What you have to do:
Locate each line in the records that contains the word "background" and copy those lines out. Treat uppercase and lowercase as different.

Information supplied:

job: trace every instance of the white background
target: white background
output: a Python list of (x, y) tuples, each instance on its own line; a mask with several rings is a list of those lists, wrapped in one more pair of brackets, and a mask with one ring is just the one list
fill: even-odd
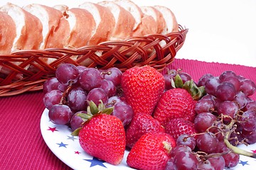
[[(38, 3), (50, 6), (66, 4), (72, 8), (85, 1), (1, 0), (0, 5), (11, 2), (22, 6)], [(173, 11), (178, 23), (189, 29), (185, 44), (176, 58), (256, 67), (256, 0), (133, 1), (139, 6), (166, 6)]]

Exercise output:
job: trace every instance of the white background
target: white background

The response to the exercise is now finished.